> _TASK TO CARRY OUT_: Please return every line in the following data that includes the string "potted".

> _DATA FOR ANALYSIS_:

- - -

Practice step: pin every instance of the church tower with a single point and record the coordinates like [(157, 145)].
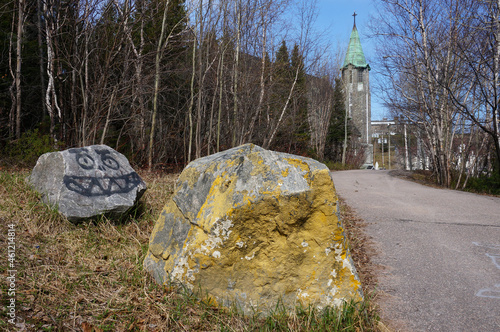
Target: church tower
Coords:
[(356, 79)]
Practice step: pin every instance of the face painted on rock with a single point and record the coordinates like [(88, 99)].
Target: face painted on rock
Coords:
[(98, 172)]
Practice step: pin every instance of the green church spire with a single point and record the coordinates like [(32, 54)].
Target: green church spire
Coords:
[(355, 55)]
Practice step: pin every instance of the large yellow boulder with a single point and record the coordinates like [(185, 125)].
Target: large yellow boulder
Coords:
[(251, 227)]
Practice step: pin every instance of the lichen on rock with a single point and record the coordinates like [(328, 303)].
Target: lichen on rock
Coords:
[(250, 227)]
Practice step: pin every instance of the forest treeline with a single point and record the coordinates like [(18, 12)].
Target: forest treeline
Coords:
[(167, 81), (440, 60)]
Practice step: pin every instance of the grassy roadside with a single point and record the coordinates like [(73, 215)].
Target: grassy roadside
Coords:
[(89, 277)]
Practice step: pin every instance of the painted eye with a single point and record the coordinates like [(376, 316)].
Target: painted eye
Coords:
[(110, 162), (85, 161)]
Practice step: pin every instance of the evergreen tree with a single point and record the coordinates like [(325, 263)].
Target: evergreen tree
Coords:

- - -

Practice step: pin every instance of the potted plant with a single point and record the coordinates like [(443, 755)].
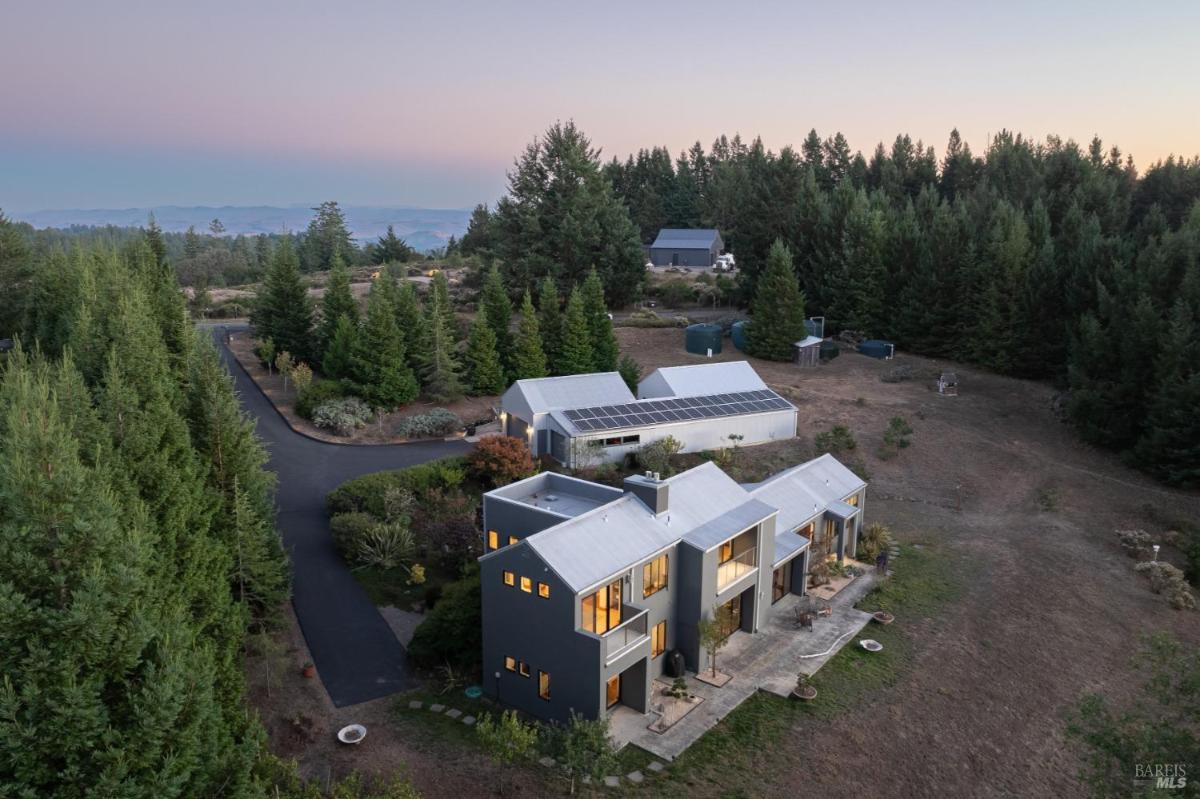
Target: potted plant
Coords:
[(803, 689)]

- - -

> _RESPONSE BOX_:
Practice step: pin every instance of the potted plant with a single point and record the coordinates like [(443, 755)].
Target: potted plant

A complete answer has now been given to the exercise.